● **PAGE EXTRACT**:
It seemed merely a moment of delightful chaos in an otherwise orderly conversation. But looking back at the three-day “Media at War” conference sponsored by UC Berkeley’s School of Journalism and George Soros’ Open Society Institute, among others, it began to stand for everything. Contained in Blix’s gesture of spontaneous chivalry was the very essence of a diplomat, all the reasons he was “pulled into diplomacy” when he really just wanted to be a university professor in his native Sweden. From the unthinking way Blix rushed to Amanpour’s side, you got the feeling that he would have done the same for any dignitary in his presence, friend or foe. Even George W. Bush.


He would have had plenty of reason not to. In the final three years of Blix’s tenure as the director of the U.N. Monitoring, Verification and Inspection Commission for Iraq, he was ignored, lied to, lied about and, in the end, openly defied. His requests for patience were met with administration doublespeak (Donald Rumsfeld’s “The absence of evidence is not the evidence of absence” is only the most famous). And his well-considered arguments were dismissed as the rantings of a pacifist (which he is not).

Image box annotation records
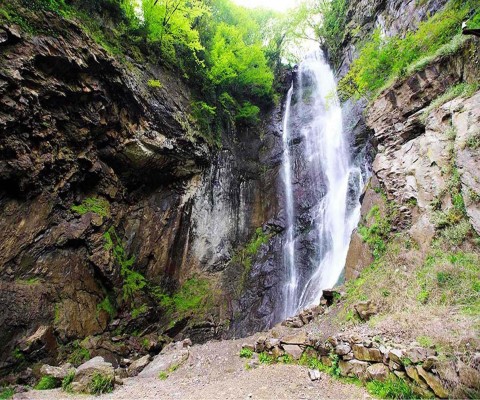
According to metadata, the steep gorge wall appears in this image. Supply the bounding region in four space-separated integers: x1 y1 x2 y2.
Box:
0 7 288 374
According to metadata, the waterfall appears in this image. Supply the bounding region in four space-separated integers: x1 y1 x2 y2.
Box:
282 83 298 317
282 52 364 316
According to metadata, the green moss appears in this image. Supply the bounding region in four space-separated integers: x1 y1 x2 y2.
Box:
131 304 148 319
12 347 25 361
103 227 147 301
422 82 480 120
62 369 75 393
240 347 253 358
366 376 415 399
147 79 163 89
35 376 60 390
68 340 90 367
158 371 168 381
71 197 110 217
358 205 392 259
97 296 117 319
339 0 476 99
0 387 15 400
88 372 113 395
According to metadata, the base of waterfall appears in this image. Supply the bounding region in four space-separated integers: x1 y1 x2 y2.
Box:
15 288 480 400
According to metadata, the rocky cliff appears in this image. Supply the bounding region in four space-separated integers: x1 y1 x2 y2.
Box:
0 3 288 376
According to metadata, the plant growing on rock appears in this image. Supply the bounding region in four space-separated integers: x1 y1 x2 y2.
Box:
367 376 415 399
62 369 75 393
0 387 15 400
240 347 253 358
88 372 113 394
71 197 110 217
35 376 60 390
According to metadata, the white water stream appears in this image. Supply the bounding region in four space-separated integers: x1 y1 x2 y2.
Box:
283 52 363 316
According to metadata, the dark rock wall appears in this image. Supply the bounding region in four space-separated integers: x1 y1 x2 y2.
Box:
0 12 288 368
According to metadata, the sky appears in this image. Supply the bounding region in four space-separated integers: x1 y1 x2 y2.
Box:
233 0 296 11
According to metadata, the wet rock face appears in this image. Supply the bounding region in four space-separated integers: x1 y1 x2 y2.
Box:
335 0 447 77
0 6 282 368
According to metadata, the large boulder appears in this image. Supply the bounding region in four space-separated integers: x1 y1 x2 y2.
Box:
18 325 57 359
127 354 150 376
138 348 189 378
40 363 75 380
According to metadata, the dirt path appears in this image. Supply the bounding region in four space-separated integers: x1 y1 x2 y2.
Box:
14 338 370 400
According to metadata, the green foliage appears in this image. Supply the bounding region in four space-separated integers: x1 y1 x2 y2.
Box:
235 101 260 125
0 387 15 400
62 369 75 393
71 197 110 217
417 250 480 314
131 304 148 319
103 227 147 301
240 347 253 358
147 79 163 89
158 371 168 381
358 206 391 259
158 364 180 381
417 336 433 347
152 278 213 318
230 228 272 293
68 340 90 367
467 11 480 29
97 296 117 319
339 0 475 99
12 347 25 362
88 372 113 395
258 352 275 365
317 0 348 65
422 82 480 119
35 376 60 390
366 376 414 399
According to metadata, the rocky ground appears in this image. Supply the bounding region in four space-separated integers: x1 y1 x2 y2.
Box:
14 335 370 400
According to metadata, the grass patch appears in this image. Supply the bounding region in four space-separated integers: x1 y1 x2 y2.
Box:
68 340 90 367
0 387 15 400
339 0 476 100
71 197 110 217
421 82 480 121
62 369 75 393
147 79 163 89
88 372 113 395
366 376 415 399
240 347 253 358
230 228 273 295
35 376 60 390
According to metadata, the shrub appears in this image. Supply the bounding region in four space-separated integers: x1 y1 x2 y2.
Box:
235 101 260 126
35 376 60 390
88 372 113 394
62 369 75 392
103 227 147 301
339 0 475 99
240 347 253 358
0 387 15 400
367 377 414 399
68 340 90 367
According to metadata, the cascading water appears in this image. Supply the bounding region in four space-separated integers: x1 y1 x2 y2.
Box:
283 52 363 316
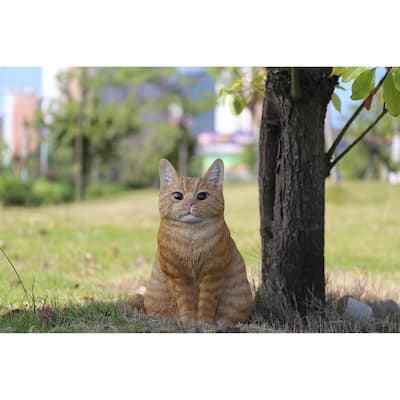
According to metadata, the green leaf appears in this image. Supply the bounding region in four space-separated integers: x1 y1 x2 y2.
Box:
331 67 346 76
231 95 246 115
351 68 375 100
391 67 400 92
332 93 342 112
340 67 368 82
383 74 400 117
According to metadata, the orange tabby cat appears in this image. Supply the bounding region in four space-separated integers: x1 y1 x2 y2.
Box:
144 159 252 324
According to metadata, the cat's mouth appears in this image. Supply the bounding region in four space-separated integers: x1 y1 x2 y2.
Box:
179 214 201 222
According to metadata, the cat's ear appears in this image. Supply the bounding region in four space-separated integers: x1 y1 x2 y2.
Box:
160 158 177 187
205 158 224 186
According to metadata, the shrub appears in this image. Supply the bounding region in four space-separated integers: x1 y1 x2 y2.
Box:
0 174 34 206
32 179 73 204
85 183 124 199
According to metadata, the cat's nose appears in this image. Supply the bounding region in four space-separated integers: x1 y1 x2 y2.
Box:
185 201 193 210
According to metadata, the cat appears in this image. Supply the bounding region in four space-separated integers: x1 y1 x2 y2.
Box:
144 159 252 326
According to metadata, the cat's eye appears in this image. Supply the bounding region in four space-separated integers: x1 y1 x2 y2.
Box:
172 192 183 200
197 192 208 200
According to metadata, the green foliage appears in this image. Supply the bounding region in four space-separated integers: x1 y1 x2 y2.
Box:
219 67 266 115
32 179 74 204
332 67 400 117
0 174 73 206
241 143 258 173
331 67 368 82
85 182 124 199
0 174 34 206
383 73 400 117
332 93 342 112
351 68 375 100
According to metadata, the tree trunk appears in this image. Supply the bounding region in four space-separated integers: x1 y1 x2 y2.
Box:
178 122 189 176
75 67 87 200
259 68 336 312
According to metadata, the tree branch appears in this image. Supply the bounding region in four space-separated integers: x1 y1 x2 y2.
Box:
325 68 390 163
328 108 387 171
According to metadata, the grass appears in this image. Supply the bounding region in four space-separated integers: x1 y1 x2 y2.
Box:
0 183 400 332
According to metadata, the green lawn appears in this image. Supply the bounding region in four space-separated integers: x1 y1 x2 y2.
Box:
0 183 400 332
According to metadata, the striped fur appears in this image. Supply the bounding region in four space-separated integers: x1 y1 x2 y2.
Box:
144 159 252 324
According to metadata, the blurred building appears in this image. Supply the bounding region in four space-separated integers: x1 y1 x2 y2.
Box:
2 90 39 165
197 69 262 179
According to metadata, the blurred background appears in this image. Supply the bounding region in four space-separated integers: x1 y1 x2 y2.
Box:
0 66 400 306
0 67 262 205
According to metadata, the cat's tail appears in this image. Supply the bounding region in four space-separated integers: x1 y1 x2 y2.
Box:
130 286 146 313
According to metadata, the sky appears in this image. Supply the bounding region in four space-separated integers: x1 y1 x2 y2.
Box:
0 67 42 118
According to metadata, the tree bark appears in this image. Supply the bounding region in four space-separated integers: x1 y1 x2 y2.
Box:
75 67 87 201
259 68 336 312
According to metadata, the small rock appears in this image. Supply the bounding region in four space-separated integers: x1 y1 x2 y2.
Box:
37 306 55 323
375 300 400 315
85 253 94 262
136 286 146 296
344 297 372 319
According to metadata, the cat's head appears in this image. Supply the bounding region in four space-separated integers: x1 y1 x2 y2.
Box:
159 159 224 224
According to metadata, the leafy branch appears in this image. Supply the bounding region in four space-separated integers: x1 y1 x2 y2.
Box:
328 108 387 171
0 247 29 300
325 68 390 164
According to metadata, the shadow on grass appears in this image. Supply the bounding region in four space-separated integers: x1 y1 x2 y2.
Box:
0 290 400 333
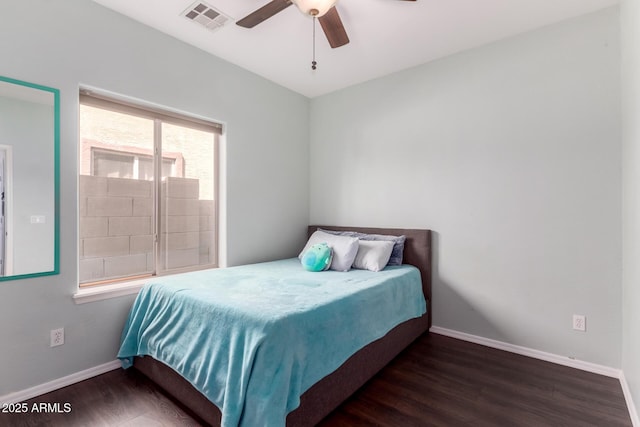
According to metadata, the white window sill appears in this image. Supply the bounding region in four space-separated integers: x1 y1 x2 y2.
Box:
73 279 148 304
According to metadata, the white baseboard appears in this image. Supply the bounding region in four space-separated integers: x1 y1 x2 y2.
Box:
0 360 122 406
429 326 622 378
620 372 640 427
429 326 640 427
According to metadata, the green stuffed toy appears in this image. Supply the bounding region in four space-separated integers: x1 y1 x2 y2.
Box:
301 243 333 271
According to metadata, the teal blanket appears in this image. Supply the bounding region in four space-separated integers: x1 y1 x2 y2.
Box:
118 258 426 427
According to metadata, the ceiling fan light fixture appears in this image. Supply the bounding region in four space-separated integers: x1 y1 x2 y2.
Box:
291 0 338 18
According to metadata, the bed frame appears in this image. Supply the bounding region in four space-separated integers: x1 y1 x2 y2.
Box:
134 225 431 427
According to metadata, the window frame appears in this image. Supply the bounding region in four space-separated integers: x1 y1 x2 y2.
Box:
79 88 223 290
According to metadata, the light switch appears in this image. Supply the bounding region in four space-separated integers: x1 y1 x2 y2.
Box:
31 215 45 224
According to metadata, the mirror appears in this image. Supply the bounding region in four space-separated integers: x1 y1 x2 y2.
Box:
0 76 60 281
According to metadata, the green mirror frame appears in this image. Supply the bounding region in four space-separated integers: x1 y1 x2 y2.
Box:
0 76 60 282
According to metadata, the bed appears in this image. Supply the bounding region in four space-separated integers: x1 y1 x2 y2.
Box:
119 226 431 426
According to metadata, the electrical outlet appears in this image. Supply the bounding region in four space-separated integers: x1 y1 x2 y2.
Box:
49 328 64 347
573 314 587 332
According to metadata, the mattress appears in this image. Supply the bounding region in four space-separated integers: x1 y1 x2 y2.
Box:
118 258 426 426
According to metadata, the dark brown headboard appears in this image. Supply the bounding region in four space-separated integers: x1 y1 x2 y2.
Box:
307 225 431 326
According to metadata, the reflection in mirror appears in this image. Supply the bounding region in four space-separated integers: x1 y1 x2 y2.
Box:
0 76 60 280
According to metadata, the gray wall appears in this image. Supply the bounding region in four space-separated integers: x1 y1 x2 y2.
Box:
0 0 309 396
620 0 640 418
0 97 55 275
310 8 622 367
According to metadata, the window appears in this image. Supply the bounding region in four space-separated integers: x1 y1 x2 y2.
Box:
79 92 221 286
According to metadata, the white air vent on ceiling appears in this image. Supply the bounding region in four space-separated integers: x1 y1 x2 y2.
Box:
182 1 230 31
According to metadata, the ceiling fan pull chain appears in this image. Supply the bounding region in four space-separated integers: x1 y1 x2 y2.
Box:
311 16 318 71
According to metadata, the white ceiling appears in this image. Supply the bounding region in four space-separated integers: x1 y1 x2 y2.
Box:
94 0 619 97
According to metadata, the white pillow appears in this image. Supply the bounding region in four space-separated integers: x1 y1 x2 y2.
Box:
298 230 358 271
353 240 394 271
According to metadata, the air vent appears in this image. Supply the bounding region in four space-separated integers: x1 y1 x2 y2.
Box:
182 1 230 31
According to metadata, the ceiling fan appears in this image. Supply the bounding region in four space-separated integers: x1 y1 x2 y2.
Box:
236 0 416 48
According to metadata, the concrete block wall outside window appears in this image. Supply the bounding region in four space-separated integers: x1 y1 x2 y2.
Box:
79 175 215 283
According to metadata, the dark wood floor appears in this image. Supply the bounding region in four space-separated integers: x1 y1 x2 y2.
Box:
0 334 631 427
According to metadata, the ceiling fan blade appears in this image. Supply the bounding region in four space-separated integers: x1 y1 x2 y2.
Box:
318 6 349 49
236 0 292 28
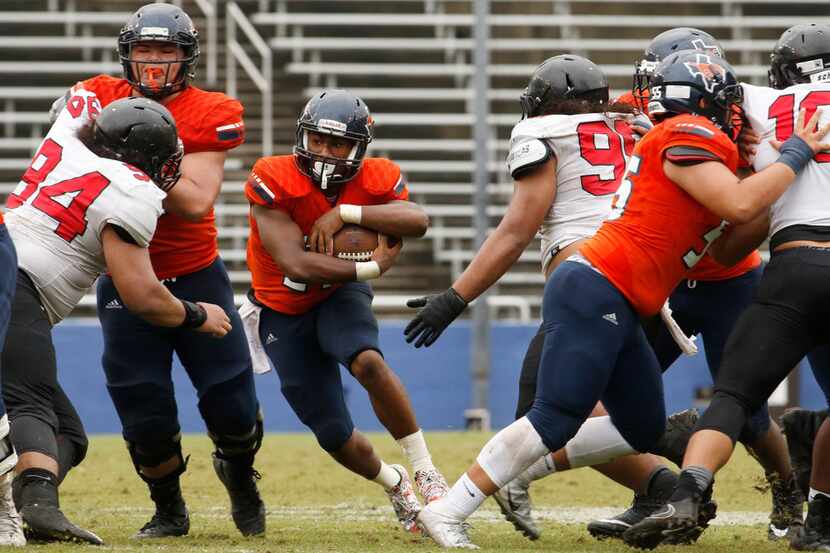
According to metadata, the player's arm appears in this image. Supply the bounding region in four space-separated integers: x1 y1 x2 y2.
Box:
663 110 830 224
251 204 400 283
101 225 231 337
308 200 429 255
164 151 227 221
404 157 556 347
709 211 769 267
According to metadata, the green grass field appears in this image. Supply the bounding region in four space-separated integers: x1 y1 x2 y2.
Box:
45 433 786 553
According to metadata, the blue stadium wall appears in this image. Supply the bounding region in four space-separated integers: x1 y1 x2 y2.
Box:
54 321 826 433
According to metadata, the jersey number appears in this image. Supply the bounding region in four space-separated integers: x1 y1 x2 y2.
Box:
8 138 110 242
767 90 830 163
576 120 634 196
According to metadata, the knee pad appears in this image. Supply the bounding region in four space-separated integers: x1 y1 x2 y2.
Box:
125 433 189 482
695 391 747 445
527 398 588 451
208 409 263 462
738 405 770 445
9 415 58 461
199 370 259 436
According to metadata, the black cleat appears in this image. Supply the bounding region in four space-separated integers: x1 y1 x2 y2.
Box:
780 408 827 497
134 502 190 539
649 409 698 467
789 495 830 551
588 468 677 540
213 454 265 536
20 504 104 545
766 473 804 541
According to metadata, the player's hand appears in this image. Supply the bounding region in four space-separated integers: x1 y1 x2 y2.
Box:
308 206 343 255
196 301 233 338
738 124 761 161
372 234 403 274
770 108 830 154
403 288 467 348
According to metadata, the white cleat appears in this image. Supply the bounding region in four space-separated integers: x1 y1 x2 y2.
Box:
386 465 421 534
0 471 26 547
415 468 450 505
418 500 478 549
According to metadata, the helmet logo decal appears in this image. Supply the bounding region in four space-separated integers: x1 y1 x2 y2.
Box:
683 54 726 92
691 38 723 58
139 27 170 37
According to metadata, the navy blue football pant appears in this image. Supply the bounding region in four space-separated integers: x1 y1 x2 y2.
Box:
259 282 380 452
527 261 666 451
697 248 830 440
0 224 17 417
97 259 259 444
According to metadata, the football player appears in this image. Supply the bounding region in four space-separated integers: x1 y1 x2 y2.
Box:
53 4 265 538
494 27 801 539
624 25 830 550
407 51 830 547
2 91 230 544
240 90 447 531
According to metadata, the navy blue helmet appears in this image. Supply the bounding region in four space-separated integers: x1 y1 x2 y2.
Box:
768 23 830 89
118 4 199 98
294 89 374 195
631 27 726 106
92 97 184 191
519 54 608 118
648 50 743 139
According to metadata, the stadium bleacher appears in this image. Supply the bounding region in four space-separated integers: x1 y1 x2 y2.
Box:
0 0 830 320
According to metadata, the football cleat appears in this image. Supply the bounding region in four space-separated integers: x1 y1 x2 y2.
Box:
650 409 698 467
134 503 190 539
789 495 830 551
493 478 542 540
767 473 804 540
0 472 26 547
213 454 265 536
415 467 450 504
418 500 478 549
386 465 421 533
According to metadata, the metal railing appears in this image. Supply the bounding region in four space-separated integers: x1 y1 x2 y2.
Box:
225 2 274 156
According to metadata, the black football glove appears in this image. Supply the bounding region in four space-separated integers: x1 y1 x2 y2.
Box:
403 288 467 348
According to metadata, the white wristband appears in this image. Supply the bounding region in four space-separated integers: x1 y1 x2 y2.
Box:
340 204 363 225
354 261 380 280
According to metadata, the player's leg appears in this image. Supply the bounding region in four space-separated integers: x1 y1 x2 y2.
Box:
169 260 265 536
259 307 420 531
97 275 190 538
419 263 664 546
2 271 103 544
0 231 26 546
317 282 448 503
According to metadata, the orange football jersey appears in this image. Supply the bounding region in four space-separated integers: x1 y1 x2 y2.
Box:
75 75 245 279
245 155 409 315
615 90 761 281
581 115 738 315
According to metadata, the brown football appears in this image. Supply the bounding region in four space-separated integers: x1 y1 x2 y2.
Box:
334 224 378 261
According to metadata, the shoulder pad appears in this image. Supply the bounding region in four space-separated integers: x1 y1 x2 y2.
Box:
507 136 552 179
358 157 401 196
251 155 313 201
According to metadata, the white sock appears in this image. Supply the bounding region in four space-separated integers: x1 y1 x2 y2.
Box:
429 472 487 522
516 453 556 483
372 460 401 490
398 430 435 472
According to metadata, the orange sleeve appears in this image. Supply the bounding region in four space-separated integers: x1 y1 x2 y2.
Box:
191 96 245 152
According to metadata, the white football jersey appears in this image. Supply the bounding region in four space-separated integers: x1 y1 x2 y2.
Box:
508 113 634 270
743 83 830 235
5 91 165 324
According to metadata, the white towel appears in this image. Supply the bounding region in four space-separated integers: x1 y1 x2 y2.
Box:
660 300 698 355
239 297 271 374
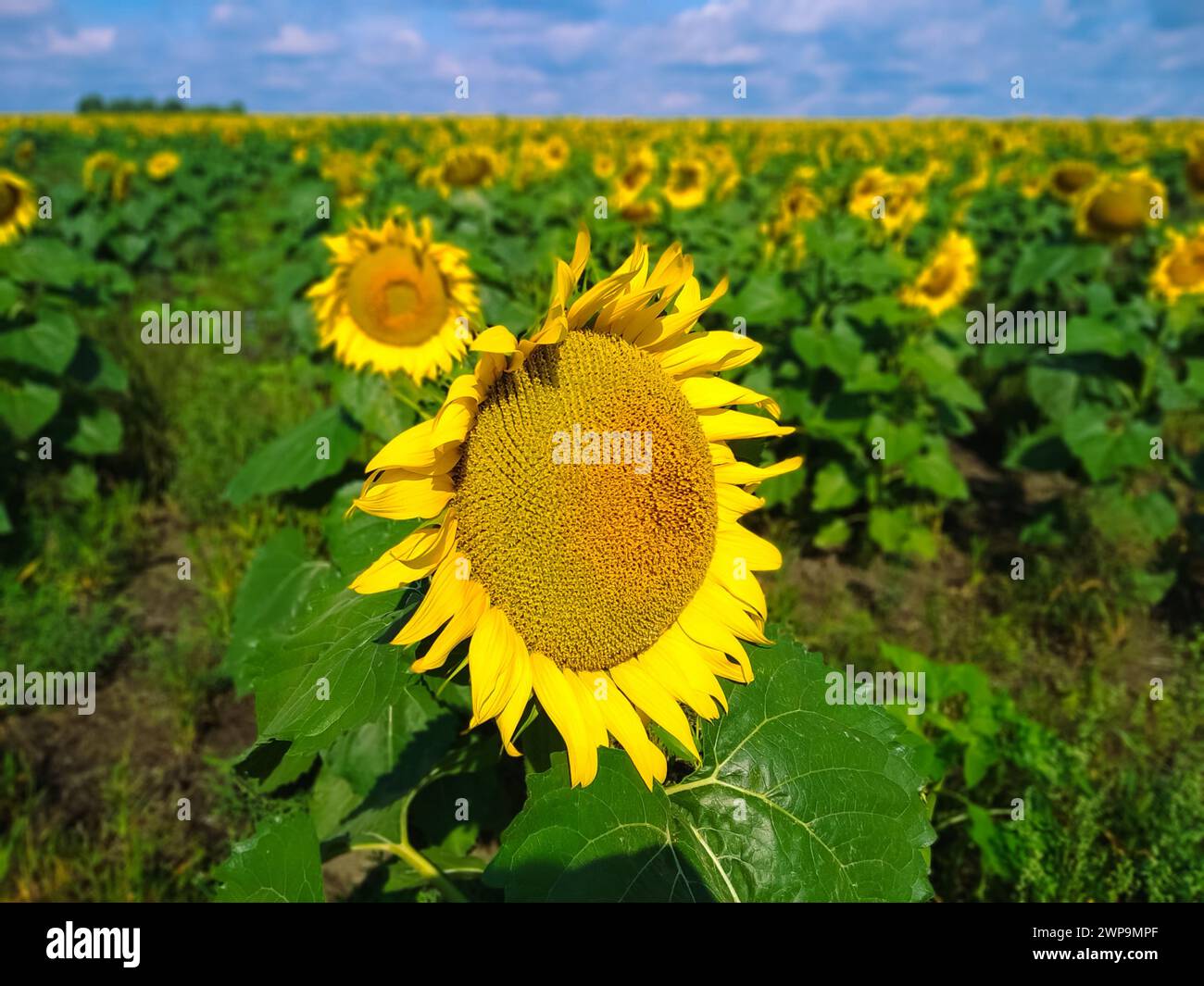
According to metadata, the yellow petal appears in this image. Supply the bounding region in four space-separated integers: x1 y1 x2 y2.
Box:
635 634 719 718
682 377 782 418
353 469 455 520
698 409 794 442
657 332 761 378
715 524 782 572
352 518 455 594
531 651 598 787
470 325 518 356
577 670 669 791
711 455 803 486
409 580 489 672
469 605 526 726
610 658 702 760
497 646 531 756
393 554 469 646
715 482 765 524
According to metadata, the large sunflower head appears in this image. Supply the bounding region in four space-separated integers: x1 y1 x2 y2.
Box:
308 217 481 381
899 232 978 316
0 168 37 247
1047 160 1099 202
1186 137 1204 199
147 151 180 181
419 144 506 197
1075 171 1167 242
1150 225 1204 304
662 156 710 209
352 231 799 787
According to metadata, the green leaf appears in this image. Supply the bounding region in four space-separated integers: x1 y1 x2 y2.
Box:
336 369 416 442
814 517 852 552
903 441 970 500
225 407 358 504
253 579 410 750
1062 405 1155 482
0 381 60 441
485 641 934 902
0 312 80 376
811 462 861 510
0 277 20 316
224 528 333 694
213 813 322 903
1027 364 1079 421
322 480 426 581
68 407 121 456
68 337 129 393
322 679 465 797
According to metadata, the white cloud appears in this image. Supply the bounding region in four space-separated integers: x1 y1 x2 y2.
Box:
209 4 250 24
264 24 334 56
47 28 117 56
0 0 51 17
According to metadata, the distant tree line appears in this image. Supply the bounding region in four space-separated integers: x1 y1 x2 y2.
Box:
76 93 247 113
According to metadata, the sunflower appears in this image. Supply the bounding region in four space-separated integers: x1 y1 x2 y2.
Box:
0 168 37 247
418 145 506 199
899 232 978 316
308 217 481 383
849 166 928 233
1186 137 1204 199
352 230 801 787
1150 224 1204 305
1047 161 1099 202
83 151 120 192
662 157 710 209
1074 171 1167 242
147 151 180 181
614 147 658 208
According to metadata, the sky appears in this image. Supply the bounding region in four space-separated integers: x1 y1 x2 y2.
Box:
0 0 1204 118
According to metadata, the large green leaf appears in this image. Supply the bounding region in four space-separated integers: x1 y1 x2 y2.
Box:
213 814 322 903
225 528 333 693
225 407 358 504
486 642 934 901
0 312 80 376
250 580 420 750
0 381 61 441
68 407 121 456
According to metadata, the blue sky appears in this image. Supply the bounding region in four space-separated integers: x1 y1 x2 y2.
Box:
0 0 1204 117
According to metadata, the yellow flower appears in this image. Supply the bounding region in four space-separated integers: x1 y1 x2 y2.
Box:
1047 161 1099 202
619 199 661 226
0 168 37 247
320 151 376 208
352 231 801 787
1186 137 1204 199
308 217 481 381
899 232 978 316
418 145 506 199
1150 224 1204 305
849 166 928 233
662 157 710 209
594 152 615 181
614 147 658 208
1074 171 1167 242
147 151 180 181
112 161 139 202
83 151 120 192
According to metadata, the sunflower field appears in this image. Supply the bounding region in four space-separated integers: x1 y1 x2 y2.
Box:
0 112 1204 902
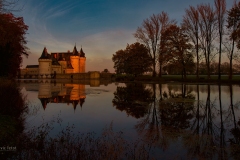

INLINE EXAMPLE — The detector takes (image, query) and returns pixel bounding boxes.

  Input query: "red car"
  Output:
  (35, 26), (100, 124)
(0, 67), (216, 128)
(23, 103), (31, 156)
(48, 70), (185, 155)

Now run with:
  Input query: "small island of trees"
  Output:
(112, 0), (240, 80)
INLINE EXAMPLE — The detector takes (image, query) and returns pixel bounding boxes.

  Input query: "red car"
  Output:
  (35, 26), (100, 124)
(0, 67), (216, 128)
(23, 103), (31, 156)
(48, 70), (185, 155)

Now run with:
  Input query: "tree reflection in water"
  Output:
(112, 83), (152, 118)
(0, 83), (240, 159)
(114, 84), (240, 159)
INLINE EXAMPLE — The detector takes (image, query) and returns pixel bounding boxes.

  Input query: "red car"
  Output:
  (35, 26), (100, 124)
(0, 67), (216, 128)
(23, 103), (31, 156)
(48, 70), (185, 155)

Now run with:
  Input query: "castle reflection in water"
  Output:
(20, 79), (107, 110)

● **ACTIONS TO TAKE**:
**1)** Edit the passage about Blix from "He would have had" up to and including "he is not).", with "patience" changed to "restraint".
**2)** Resume the passage about Blix, writing on from its last sentence.

● **ANSWERS FOR THIS EXERCISE**:
**1)**
He would have had plenty of reason not to. In the final three years of Blix’s tenure as the director of the U.N. Monitoring, Verification and Inspection Commission for Iraq, he was ignored, lied to, lied about and, in the end, openly defied. His requests for restraint were met with administration doublespeak (Donald Rumsfeld’s “The absence of evidence is not the evidence of absence” is only the most famous). And his well-considered arguments were dismissed as the rantings of a pacifist (which he is not).

**2)**
One would expect Blix to be openly angry, even vindictive, or that he would at least hold a grudge. But even now, as a self-described “free man” who can speak from his “gut instincts,” the nastiest remark Blix could muster came when Amanpour asked whether he thought it was “reasonable” for Rumsfeld to hold out for the possibility that WMD would be unearthed. “Until after the election,” Blix answered generously, “yes.”


Was he not at least resentful that the administration had unapologetically bugged his U.N. office and the offices of his colleagues? “No,” Blix said. “I only wish they’d listened to what we said.”


 


Following Michael Massing’s February 26 essay in The New York Review of Books excoriating the U.S. media, in particular The New York Times Judith Miller, for failing to sufficiently criticize the Bush administration’s casus belli, “Media at War” brought together international war correspondents, editors and human-rights workers to discuss whether and why the media got the pre-war story wrong, and whether the ongoing coverage is any better. It was a remarkably respectful discussion. Except for Robert Scheer’s trademark combativeness on the final evening’s panel — in which the L.A. Times columnist declared that the U.S. media should be “ashamed” of itself — and a sharp rebuke from Elizabeth Farnsworth of The News Hour With Jim Lehrer to the international journalists who suggested all U.S. media had failed, hardly anyone raised his or her voice.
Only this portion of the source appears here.